::: Records to process

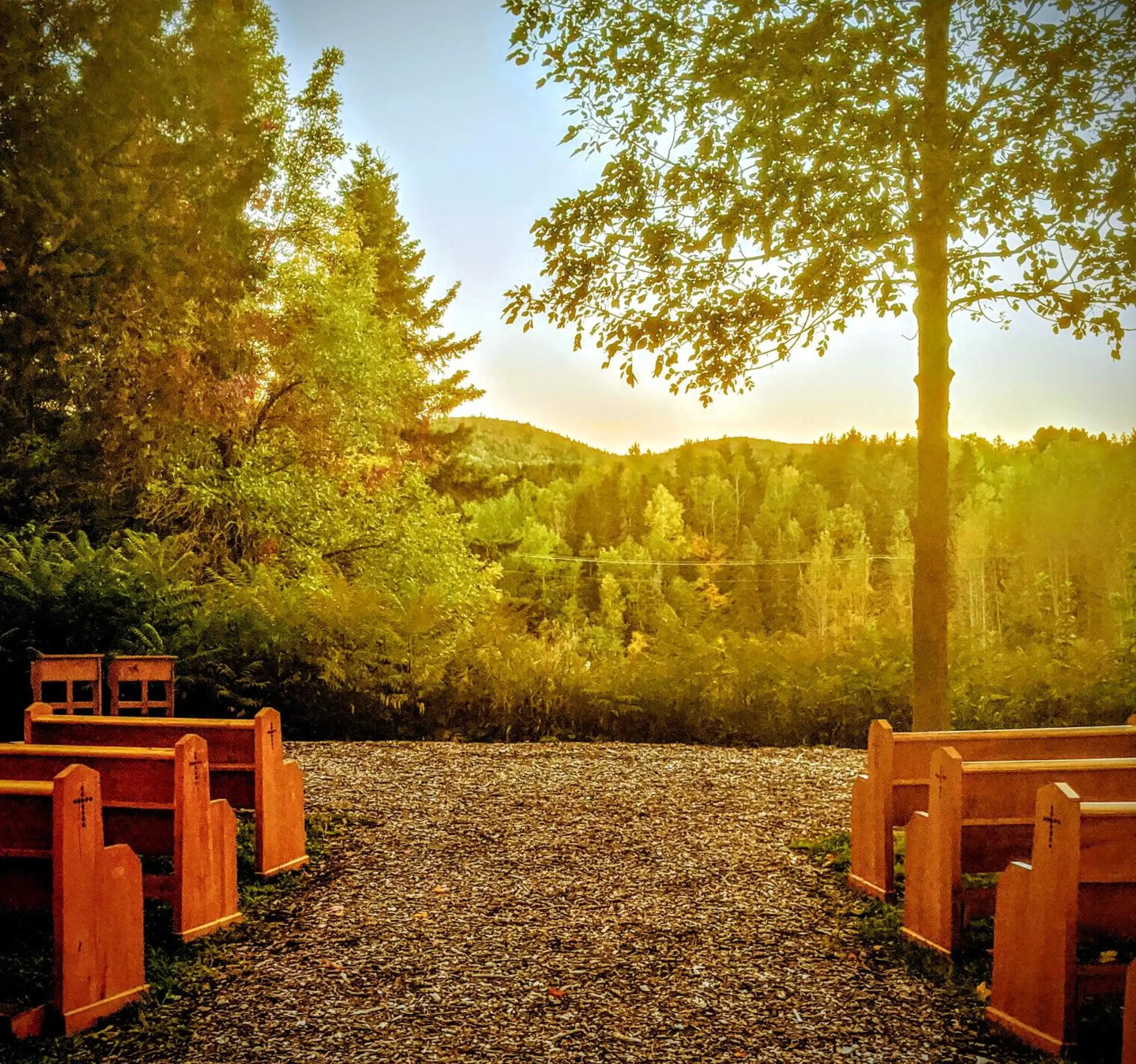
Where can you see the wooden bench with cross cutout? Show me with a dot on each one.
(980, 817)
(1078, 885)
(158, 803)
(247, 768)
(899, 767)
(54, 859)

::::::
::: Records to process

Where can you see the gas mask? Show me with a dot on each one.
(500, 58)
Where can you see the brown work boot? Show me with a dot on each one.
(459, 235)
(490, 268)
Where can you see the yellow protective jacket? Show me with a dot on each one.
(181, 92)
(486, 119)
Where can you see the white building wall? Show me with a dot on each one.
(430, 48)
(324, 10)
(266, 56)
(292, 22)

::::::

**Objective**
List every line from the data records above that contains the word "Where".

**Worked answer**
Where can you see the wooden bench with cross cutout? Show me with a dot on each one.
Where can you see the gas mask? Show me with a dot on each one.
Where can you see the brown work boot? Show me with a dot on each one.
Where can you see the yellow protective jacket? Show me with a dot on each one.
Where can you see the white building wall? Show me with a dot on each one.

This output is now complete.